**Your goal**: Starting at the line that holds "point: white sky |", transcribe every line to the end of the data exactly; include no other lines.

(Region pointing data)

++++++++++++++++++++

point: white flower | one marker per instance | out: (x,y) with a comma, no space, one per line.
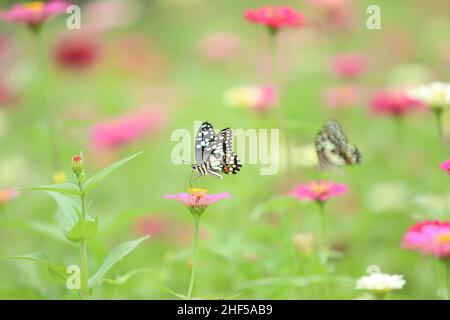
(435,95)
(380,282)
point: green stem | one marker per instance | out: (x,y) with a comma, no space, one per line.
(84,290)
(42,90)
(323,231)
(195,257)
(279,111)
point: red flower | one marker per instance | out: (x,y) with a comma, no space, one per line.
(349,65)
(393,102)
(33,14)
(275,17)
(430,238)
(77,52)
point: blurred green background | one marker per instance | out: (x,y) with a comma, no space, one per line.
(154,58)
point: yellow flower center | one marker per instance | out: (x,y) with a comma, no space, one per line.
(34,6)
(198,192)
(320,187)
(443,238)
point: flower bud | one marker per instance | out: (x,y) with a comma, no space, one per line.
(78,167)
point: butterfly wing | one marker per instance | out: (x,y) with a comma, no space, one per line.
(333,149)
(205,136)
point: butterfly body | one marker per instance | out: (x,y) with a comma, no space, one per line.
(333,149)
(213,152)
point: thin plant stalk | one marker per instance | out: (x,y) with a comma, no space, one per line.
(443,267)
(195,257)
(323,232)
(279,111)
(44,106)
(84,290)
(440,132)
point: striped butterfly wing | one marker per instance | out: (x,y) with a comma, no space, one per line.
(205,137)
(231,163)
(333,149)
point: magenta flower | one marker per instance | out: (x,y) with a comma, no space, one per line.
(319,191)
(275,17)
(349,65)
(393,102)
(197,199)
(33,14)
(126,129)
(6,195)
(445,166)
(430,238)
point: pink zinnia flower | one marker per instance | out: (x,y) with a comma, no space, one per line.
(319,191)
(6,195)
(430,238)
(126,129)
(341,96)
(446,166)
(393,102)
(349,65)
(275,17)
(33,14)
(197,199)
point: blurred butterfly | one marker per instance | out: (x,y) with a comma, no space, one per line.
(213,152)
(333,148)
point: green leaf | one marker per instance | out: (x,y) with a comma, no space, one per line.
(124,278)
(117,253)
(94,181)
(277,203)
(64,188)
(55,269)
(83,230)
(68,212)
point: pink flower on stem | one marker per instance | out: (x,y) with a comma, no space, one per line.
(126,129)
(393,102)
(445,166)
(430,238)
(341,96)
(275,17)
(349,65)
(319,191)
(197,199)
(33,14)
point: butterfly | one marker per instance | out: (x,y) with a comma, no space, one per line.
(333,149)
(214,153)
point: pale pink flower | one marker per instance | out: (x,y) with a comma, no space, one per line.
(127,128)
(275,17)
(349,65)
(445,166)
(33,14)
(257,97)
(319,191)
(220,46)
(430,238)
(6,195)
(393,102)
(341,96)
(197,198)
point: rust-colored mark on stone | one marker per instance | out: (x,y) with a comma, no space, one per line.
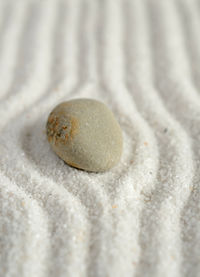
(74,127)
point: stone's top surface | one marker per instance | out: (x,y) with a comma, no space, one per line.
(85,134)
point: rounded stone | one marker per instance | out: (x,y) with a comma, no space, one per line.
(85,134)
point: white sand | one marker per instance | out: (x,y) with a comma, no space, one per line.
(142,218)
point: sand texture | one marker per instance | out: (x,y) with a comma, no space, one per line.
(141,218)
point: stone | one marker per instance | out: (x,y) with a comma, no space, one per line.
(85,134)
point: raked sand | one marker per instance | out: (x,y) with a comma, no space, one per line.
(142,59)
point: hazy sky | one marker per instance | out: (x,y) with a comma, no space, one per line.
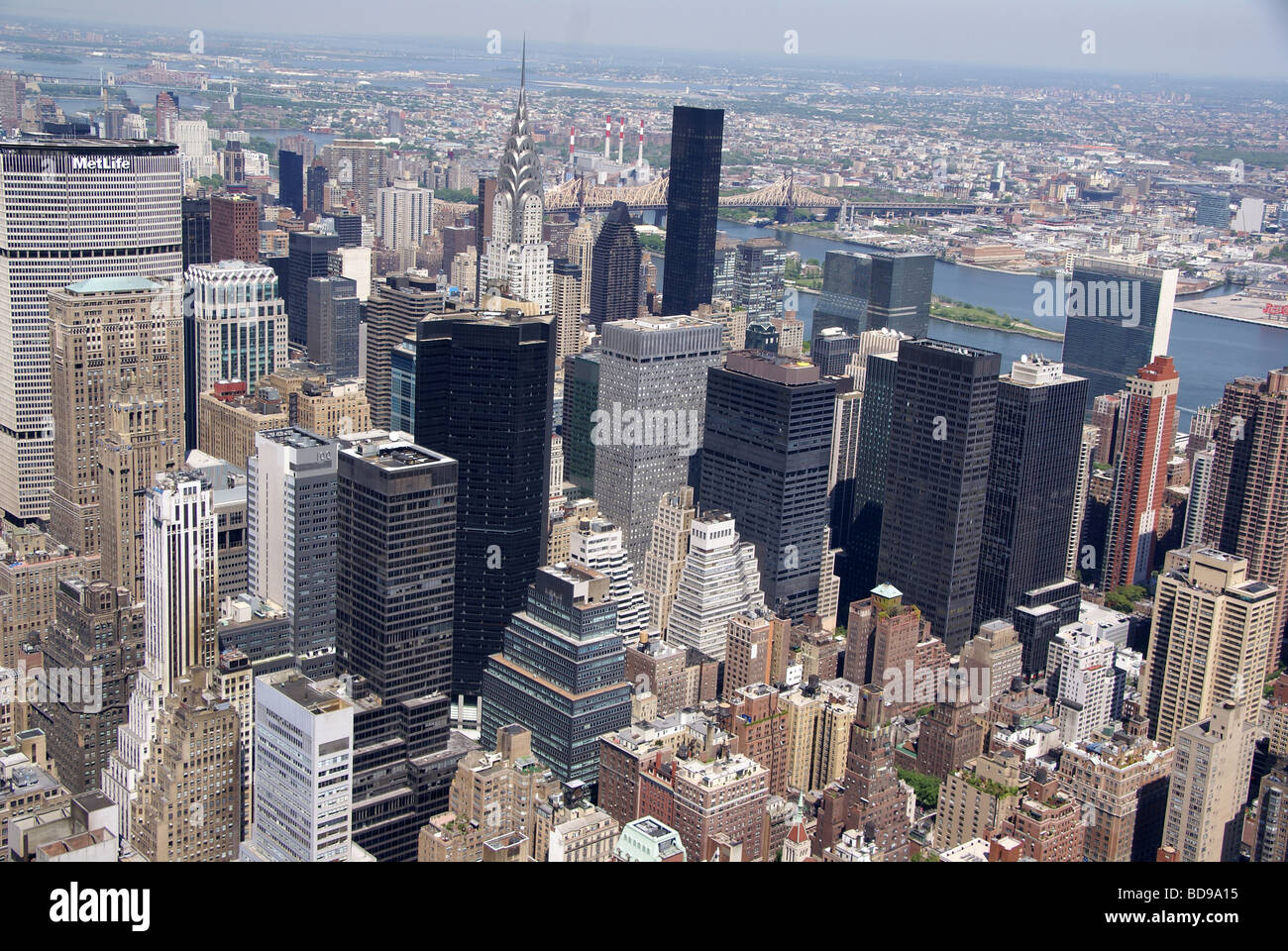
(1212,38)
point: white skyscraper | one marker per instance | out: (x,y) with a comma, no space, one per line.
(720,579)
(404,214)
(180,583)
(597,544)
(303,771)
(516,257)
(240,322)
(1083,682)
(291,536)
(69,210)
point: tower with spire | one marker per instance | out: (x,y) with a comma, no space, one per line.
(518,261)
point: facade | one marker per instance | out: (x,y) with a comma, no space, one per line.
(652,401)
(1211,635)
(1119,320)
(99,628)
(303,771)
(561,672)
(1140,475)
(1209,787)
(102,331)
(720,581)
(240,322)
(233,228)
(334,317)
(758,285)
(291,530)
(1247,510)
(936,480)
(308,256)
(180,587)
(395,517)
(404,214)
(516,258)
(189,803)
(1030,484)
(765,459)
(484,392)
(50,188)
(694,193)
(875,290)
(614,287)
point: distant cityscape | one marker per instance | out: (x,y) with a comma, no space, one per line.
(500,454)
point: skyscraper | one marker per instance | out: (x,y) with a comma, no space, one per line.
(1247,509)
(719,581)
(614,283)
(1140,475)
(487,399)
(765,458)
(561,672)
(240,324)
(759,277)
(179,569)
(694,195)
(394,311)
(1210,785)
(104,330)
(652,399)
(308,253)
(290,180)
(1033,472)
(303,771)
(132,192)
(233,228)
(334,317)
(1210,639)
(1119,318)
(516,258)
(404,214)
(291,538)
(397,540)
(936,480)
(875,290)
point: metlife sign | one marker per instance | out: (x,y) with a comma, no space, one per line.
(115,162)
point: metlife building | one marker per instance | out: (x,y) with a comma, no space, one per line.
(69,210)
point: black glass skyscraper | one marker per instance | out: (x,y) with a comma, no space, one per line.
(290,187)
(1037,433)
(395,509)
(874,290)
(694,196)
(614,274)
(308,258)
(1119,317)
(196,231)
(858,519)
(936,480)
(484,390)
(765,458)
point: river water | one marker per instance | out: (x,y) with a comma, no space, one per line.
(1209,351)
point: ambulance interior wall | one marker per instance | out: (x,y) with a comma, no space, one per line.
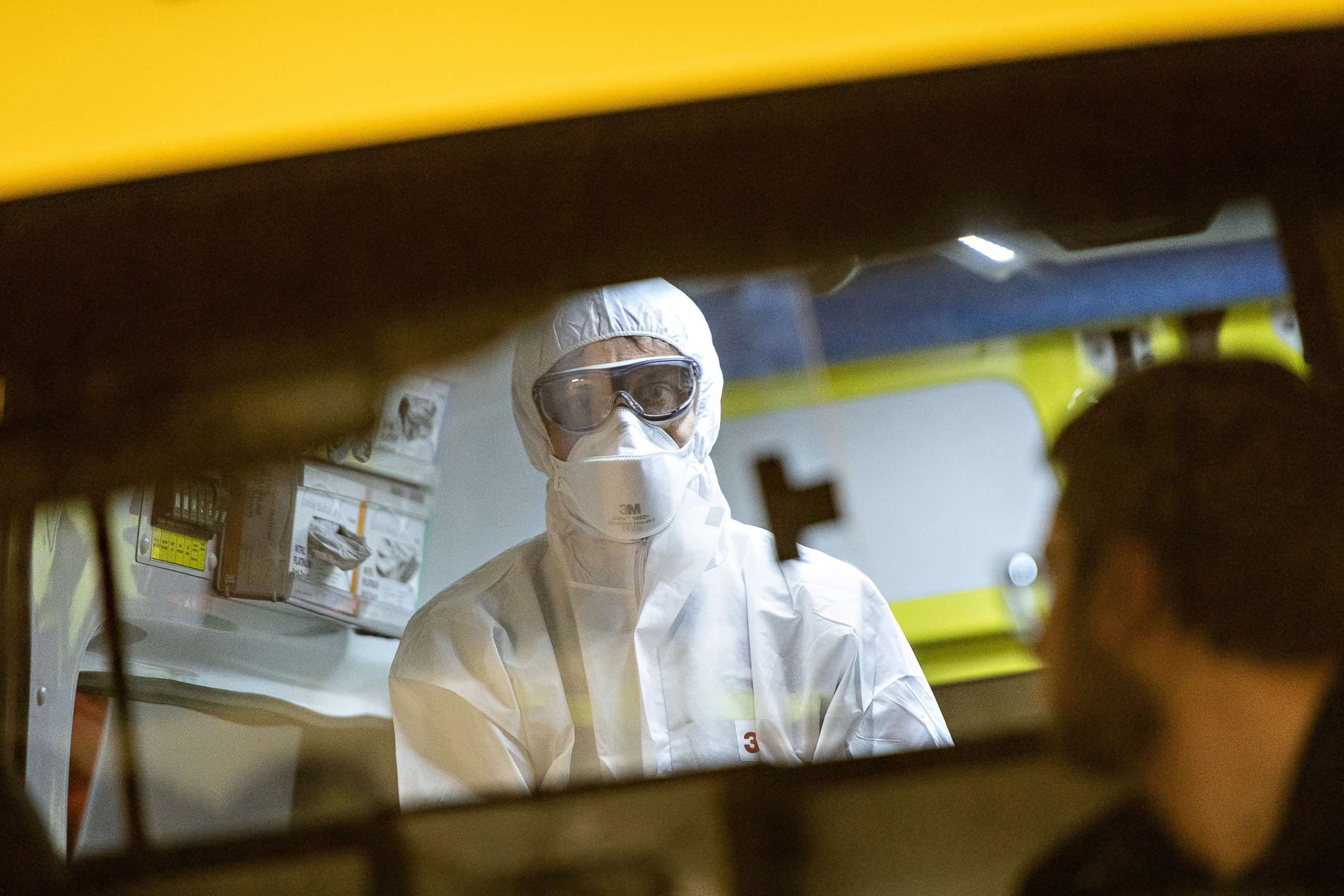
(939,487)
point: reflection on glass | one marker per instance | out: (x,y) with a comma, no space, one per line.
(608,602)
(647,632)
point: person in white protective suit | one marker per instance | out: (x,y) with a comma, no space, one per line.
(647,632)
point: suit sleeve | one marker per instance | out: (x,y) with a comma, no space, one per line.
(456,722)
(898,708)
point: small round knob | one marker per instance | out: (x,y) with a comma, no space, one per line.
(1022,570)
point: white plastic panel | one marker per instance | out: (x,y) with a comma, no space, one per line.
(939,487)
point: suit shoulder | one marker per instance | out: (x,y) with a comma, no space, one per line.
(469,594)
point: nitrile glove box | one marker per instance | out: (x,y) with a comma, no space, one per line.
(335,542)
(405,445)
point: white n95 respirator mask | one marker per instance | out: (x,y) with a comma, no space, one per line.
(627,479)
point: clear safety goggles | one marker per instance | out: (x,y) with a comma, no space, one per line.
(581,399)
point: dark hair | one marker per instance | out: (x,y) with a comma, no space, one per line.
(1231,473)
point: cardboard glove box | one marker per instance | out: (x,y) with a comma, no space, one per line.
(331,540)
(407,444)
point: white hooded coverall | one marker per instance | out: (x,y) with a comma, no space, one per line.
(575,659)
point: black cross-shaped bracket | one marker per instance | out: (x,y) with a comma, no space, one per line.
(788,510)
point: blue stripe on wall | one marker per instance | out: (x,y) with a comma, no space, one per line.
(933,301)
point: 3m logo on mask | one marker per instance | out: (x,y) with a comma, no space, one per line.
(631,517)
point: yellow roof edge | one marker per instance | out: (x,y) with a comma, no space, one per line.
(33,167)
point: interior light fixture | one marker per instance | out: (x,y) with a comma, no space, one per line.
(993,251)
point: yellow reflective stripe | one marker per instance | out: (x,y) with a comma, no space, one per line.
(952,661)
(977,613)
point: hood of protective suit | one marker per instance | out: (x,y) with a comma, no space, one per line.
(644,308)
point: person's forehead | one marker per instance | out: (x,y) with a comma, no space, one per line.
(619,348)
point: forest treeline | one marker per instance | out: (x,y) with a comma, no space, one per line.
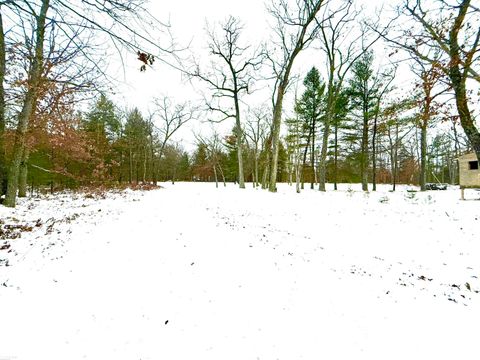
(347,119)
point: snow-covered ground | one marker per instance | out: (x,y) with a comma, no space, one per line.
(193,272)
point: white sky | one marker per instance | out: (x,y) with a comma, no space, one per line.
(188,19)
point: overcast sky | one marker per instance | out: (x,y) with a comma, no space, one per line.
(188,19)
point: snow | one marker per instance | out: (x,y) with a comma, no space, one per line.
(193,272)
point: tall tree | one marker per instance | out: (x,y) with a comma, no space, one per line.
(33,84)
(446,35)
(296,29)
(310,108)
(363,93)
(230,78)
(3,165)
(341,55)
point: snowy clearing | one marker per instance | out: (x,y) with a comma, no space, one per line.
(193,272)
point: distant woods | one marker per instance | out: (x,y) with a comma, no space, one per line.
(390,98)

++++++++++++++++++++

**Answer section**:
point: white sky | one marker per instance | out: (x,y) with a comma, no space, one per line.
(188,19)
point: overcast sky | one marker per instance | out: (x,y) with a comma, no space, one per line.
(188,19)
point: snow | one marker per instance | out: (x,y) with a comma, no space, one per line.
(193,272)
point: tall tree | one marker per instance | out: (x,y) with a comma, no space, one per line.
(33,84)
(446,35)
(296,29)
(310,108)
(363,93)
(230,78)
(3,165)
(341,55)
point: snowy clearing | one marker per instance | out: (x,y) with a comma, no space, one per line.
(193,272)
point: distant woods | one marker per instance | out: (x,y) with a comma, no space, one per line.
(390,98)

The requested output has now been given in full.